# PAGE EXTRACT

----------------------------------------

A gateway that can't show you what happened is a black box. v1.8 ships the four-pillar observability surface — request logs, external callbacks, alerts, and a data policy that puts you in control of retention.

Request logs

/{org}/observability is a paginated log viewer over LiteLLM_SpendLogs. Filter by model, status, virtual key, time range. Expand any row to see the request body, response body, token counts, cost, latency, and which guardrails ran. 90-day retention on Tier 1–3; configurable longer on Enterprise.

Free-text search hits prompt content (subject to your data policy — see below).

Callbacks — ship logs to your stack

/{org}/observability/callbacks configures where we forward request logs in addition to retaining them ourselves. Five sinks supported on day one:

Langfuse — full trace, prompt template metadata, A/B variant included
Datadog — structured logs with cost / latency / token metrics
Amazon S3 — raw JSONL for your data lake, partitioned by date
Slack — high-signal events only (errors, budget breaches), never per-request spam
Generic HTTP webhook — your endpoint, your schema, we POST one batch every 10 seconds

Stored in nemo.logging_callbacks. RLS-scoped, secrets encrypted at rest.

Alerts — eight types, one toggle

/{org}/observability/alerts lets you switch on alerting for: LLM errors, budget threshold, budget exceeded, daily-spend anomaly, slow response, outage, key compromise heuristic, and guardrail block burst. Each alert routes through your configured notification channels (email / Slack / Teams / webhook — see notification settings).

----------------------------------------

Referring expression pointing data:

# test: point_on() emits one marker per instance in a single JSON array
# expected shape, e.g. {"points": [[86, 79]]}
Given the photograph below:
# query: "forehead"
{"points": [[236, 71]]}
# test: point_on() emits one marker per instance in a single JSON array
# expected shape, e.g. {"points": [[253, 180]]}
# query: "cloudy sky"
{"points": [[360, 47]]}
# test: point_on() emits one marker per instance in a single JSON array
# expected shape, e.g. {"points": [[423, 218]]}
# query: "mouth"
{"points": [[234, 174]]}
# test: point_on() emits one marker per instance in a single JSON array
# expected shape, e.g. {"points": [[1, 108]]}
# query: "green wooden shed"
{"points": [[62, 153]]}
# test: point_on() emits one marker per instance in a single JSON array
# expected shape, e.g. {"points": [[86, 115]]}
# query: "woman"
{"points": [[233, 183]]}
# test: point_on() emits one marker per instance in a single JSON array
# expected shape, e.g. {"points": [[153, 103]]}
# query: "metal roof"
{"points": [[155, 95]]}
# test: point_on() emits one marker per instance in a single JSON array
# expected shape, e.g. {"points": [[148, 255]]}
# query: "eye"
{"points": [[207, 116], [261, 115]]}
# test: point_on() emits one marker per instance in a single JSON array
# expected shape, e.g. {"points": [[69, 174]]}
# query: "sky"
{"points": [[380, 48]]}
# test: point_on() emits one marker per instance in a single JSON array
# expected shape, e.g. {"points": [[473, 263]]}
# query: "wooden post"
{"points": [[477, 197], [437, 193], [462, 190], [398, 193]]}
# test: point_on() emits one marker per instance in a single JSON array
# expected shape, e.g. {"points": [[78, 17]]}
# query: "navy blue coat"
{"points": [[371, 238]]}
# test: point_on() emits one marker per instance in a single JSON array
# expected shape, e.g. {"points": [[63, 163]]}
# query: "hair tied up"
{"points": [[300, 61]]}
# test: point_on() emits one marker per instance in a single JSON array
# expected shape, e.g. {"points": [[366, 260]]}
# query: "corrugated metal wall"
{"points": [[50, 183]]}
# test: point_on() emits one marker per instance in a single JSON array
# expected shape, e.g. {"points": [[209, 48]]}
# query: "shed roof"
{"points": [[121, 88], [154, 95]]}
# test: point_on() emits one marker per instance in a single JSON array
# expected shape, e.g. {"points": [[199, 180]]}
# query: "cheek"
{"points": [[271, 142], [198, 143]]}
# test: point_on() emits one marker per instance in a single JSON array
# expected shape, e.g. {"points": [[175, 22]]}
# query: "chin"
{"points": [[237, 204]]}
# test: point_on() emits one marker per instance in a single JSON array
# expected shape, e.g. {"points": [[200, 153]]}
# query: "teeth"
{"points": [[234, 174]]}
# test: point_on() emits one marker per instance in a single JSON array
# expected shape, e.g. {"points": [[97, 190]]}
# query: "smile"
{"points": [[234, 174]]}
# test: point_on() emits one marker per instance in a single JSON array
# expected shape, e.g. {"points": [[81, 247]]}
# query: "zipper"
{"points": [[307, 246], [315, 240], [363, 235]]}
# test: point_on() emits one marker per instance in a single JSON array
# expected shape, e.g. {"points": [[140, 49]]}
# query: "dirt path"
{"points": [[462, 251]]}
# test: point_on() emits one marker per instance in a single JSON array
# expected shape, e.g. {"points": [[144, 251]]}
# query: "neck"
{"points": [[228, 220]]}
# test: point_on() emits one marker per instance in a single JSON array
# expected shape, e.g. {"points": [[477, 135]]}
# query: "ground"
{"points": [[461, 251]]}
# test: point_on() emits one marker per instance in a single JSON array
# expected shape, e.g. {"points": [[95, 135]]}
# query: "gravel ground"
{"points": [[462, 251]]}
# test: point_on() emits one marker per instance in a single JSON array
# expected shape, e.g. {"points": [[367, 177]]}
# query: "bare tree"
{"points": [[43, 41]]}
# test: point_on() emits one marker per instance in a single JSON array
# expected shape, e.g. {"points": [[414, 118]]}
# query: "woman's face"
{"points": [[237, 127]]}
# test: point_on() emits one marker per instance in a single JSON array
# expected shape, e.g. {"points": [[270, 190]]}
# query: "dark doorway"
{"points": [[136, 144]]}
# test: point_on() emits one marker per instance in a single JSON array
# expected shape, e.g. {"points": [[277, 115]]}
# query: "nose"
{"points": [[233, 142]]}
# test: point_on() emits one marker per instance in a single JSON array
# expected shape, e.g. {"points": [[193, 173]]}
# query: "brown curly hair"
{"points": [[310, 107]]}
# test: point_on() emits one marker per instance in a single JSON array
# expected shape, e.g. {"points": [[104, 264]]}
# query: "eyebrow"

----------------------------------------

# TRY IT
Could you continue the release note on gateway observability from the point where it stops?

# RESPONSE TO THE TASK
Stored in nemo.alerting_settings. Defaults are conservative — we'd rather miss a soft signal than wake you up at 3 a.m. for nothing.

Data policy — your call, not ours

/{org}/observability/data-policy picks one of four modes:

Zero logging — store no prompt or completion content. Metadata only (model, tokens, cost, status).
Metadata only — same as zero, kept for naming consistency.
Full logging — store prompt + completion verbatim. Default for new orgs.
PII-redacted — store prompt + completion with Presidio redaction applied. Useful for healthcare / fintech orgs that can't justify "full" but want enough content to debug.

The policy applies before the log is persisted, not at read time — so even a compromised viewer role can't pull data the policy excluded.